* [STATED EXERCISE]
Would you restate all the data that follows, word for word?

* [INPUT RECORDS]
-------

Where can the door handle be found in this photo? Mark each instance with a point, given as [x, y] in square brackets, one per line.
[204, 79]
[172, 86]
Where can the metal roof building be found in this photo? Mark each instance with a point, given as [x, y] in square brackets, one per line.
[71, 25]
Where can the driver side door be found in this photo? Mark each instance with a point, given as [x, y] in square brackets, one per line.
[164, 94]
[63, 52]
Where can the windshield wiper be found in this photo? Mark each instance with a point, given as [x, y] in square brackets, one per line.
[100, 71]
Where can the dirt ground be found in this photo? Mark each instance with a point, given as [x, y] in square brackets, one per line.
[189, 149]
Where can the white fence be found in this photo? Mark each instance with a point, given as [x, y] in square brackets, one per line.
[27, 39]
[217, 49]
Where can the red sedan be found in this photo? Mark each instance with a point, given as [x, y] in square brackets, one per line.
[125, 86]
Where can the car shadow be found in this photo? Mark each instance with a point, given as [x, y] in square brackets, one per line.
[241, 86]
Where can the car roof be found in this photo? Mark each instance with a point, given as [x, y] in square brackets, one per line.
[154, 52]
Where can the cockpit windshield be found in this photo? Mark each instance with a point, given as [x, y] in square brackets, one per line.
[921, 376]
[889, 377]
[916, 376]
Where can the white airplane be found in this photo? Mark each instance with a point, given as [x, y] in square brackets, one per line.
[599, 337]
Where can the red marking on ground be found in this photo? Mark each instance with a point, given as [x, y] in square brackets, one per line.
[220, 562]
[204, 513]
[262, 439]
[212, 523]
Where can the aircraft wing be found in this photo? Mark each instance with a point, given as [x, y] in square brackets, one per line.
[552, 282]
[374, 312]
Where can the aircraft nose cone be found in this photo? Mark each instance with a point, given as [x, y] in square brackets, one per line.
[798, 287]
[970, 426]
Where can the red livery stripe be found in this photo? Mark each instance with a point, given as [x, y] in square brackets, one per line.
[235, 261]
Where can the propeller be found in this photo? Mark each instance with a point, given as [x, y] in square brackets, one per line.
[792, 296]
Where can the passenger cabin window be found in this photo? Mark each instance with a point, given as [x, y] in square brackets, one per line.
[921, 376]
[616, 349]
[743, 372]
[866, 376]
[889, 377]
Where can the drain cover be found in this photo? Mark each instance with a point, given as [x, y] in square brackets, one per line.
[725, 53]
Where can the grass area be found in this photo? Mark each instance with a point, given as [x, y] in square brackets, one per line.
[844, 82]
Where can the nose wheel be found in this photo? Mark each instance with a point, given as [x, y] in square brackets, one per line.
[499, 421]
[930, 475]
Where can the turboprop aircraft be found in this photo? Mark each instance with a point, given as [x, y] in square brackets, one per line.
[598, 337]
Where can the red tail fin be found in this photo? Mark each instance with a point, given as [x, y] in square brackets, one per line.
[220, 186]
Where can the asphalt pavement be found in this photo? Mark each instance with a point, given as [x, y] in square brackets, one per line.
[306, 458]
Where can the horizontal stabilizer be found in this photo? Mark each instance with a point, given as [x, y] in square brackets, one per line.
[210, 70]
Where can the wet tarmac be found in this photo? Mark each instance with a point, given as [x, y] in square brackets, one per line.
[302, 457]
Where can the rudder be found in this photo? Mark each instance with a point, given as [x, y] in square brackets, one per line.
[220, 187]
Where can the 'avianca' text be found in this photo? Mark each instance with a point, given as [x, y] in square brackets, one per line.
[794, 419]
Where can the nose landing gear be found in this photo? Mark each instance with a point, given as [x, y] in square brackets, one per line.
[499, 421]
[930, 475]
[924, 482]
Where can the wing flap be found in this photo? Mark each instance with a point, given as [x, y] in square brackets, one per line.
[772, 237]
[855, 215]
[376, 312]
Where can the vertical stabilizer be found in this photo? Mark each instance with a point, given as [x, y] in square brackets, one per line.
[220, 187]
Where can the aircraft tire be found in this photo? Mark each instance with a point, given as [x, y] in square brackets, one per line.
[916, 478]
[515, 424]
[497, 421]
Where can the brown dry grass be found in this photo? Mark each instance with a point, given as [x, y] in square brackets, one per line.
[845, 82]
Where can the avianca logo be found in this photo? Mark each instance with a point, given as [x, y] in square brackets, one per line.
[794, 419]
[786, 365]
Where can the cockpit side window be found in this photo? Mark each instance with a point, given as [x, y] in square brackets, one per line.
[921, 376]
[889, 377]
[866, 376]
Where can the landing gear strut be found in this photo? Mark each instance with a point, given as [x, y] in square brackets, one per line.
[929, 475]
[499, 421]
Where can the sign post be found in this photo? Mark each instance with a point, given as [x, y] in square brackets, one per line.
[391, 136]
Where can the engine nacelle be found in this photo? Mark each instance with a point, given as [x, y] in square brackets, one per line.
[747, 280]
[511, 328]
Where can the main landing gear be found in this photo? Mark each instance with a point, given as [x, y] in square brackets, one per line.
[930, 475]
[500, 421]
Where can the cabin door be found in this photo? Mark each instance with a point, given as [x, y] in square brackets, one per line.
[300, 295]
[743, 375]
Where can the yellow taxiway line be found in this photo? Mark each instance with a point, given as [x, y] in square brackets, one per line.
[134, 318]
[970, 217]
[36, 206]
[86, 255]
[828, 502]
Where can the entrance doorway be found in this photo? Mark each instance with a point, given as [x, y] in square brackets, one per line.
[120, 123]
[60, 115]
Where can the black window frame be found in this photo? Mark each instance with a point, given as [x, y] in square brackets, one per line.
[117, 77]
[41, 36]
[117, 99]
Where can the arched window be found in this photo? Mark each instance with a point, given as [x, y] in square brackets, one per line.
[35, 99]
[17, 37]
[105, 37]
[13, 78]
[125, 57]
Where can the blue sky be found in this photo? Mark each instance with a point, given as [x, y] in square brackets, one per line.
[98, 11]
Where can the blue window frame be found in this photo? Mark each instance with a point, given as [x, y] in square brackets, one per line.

-------

* [WRITTEN RESPONSE]
Where can the door handle be found in this photo? Mark each instance with a point, given as [x, y] in square brackets, one per line.
[204, 79]
[172, 86]
Where can the metal roof building be found in this photo? Mark each instance with a point, given as [x, y] in square brackets, one per line.
[71, 25]
Where can the driver side door be found in this photo? Mark each instance with a point, given as [x, y] in square brackets, one per line.
[164, 94]
[63, 52]
Where can the windshield wiper be found in this photo? Mark each instance with a point, given as [x, y] in square brackets, one per line.
[100, 71]
Where can the dirt ground be found in this photo? Mark each instance with a point, given as [x, y] in square brackets, one per line.
[189, 149]
Where can the white fence be found in this photo? Mark each instance with a point, given as [x, y] in square brackets, one per line.
[27, 39]
[217, 49]
Where can the red sedan be found in this photo? Mark each instance with a point, given as [x, y] in square brackets, one per line.
[125, 86]
Where can the car shadow be found in this photo? Mark each instance with a point, given as [x, y] in square brackets, one per line.
[241, 86]
Where can the car roof be found in this photo? Mark each instance with a point, given as [x, y] in square brackets, one per line.
[154, 52]
Where can the cockpit windshield be found in this photo? Mark each instance with a point, given as [x, y] in square brackets, one per line.
[921, 376]
[889, 377]
[916, 376]
Where can the white airplane be found in this photo? Mark each instance with a point, given as [x, y] in square brackets, one per line.
[599, 337]
Where can the red marking on ground be found in this photo? Mark each instance with a point, given as [x, y] in square brackets, one per line.
[220, 562]
[204, 513]
[262, 439]
[212, 523]
Where can the aircraft wing be found in this photo? Mark each instance with a point, given as [x, y] in square brackets, one per line.
[552, 282]
[374, 312]
Where can the aircraft nose cone be found in this photo? Mark each instance with a point, given as [x, y] in square brackets, one per line.
[798, 287]
[970, 426]
Where can the red livery stripe be found in this photo? Mark each instance with a point, given as [x, y] in square brackets, one per line.
[235, 261]
Where can the propeller be found in this photo? Mark each instance with a point, given as [x, y] in square brackets, one per line.
[792, 296]
Where can the passenger cabin window be found in this photo? Mark each instance with a point, given as [x, y] in square brackets, one per line.
[921, 376]
[616, 349]
[743, 372]
[866, 376]
[889, 377]
Where can the drain cover be found in this photo? Mark each instance with a point, given as [x, y] in square brackets, one per line.
[725, 53]
Where can the grass area be found in this photo? Mark each instance with a point, given as [x, y] in square brackets, one per line.
[844, 82]
Where can the nose wheel be found in this photo? Mark each instance with a point, given as [x, y] in square brackets, one per line.
[499, 421]
[930, 475]
Where can the turboprop aircraft be found in this photo? Mark each instance with a point, given as [x, y] in square brackets, one per line.
[598, 337]
Where can the red tail fin be found in this photo? Mark each instance with a point, given as [x, y] in square brackets, one per line.
[220, 186]
Where can the asphalt pavement be found in this photo? Mark each instance with a point, given as [x, y] in square brackets, one per line.
[306, 458]
Where can the horizontal stabilizer be found in this photo? Mark each instance with a point, given as [x, y] in square brackets, one per line.
[210, 70]
Where can the wet tarmac be found in this photo? Mark each instance with a point, given as [x, y] in square brackets, one per line.
[302, 457]
Where can the rudder be found in this photo? Mark each instance with a point, given as [x, y] in square brackets, one per line.
[220, 187]
Where can the 'avianca' text be found in this photo? Mark each instance with a point, given as [x, y] in square brackets, one per line.
[794, 419]
Where can the nose landing gear be found in this photo? Mark each instance with a point, given as [x, y] in square brackets, one per line.
[499, 421]
[930, 475]
[924, 482]
Where can the wing flap be found in this photo? Mark each instance with a point, given as [x, y] in square brackets, one per line.
[772, 237]
[855, 215]
[376, 312]
Where can the vertical stabilizer be found in this photo? Mark each instance with a point, given as [x, y] in square brackets, one per line.
[220, 187]
Where can the aircraft tire be found in this photo? Mark each instance with a point, given as [x, y] in square brackets, one per line.
[916, 478]
[515, 424]
[497, 421]
Where can the brown dry grass be found in this photo? Mark each instance with a point, given as [x, y] in square brackets, one per line.
[845, 82]
Where can the avianca logo be found in this photo? Mark each instance with a point, given as [x, y] in square brackets, one per line.
[794, 419]
[786, 365]
Where can the cockpit side window be found in this photo? Mark each instance with a point, given as [x, y] in square brackets, one per line.
[921, 376]
[889, 377]
[866, 376]
Where can the landing gear strut be found in this photo? Mark each instance with a point, given as [x, y] in square brackets, one per line.
[929, 475]
[499, 421]
Where can the sign post be found in this photo? Mark each instance with a point, given as [x, y] in square brackets, one per line.
[391, 136]
Where can the engine nacelle be found in this photo? Mark each instance with a point, given as [x, y] in square brackets, one per line.
[747, 280]
[511, 328]
Where can the main landing gear be found in this photo? Mark each instance with a point, given as [x, y] in square brackets, one per line.
[930, 475]
[500, 421]
Where can the cabin door be found in this photo? Mark each instance with a point, given as [x, y] in square brackets, one per line.
[300, 295]
[743, 375]
Where can the yellow taxiway line be found in this photo? Mark each instance with a point, given as [x, y] in square brackets, one per line.
[134, 318]
[970, 217]
[36, 206]
[86, 255]
[828, 502]
Where can the entrance doorway be found in this photo? Mark each instance with a point, given as [x, y] in square brackets, one per line.
[120, 123]
[60, 115]
Where can the black window frame be found in this photo? Mark each instance with a point, given as [x, y] in square brackets, one per line.
[117, 77]
[41, 36]
[117, 99]
Where can the arched window be found in this photo? Mark each instance with a point, given as [x, y] in square brackets, one per line.
[35, 99]
[17, 37]
[105, 37]
[13, 78]
[125, 57]
Where can the blue sky be found in this photo? Mark each instance with a point, given as [x, y] in square brackets, one per line.
[98, 11]
Where can the blue window frame be found in this photo? Mark each instance with a point, given as [x, y] in square brackets, one per line.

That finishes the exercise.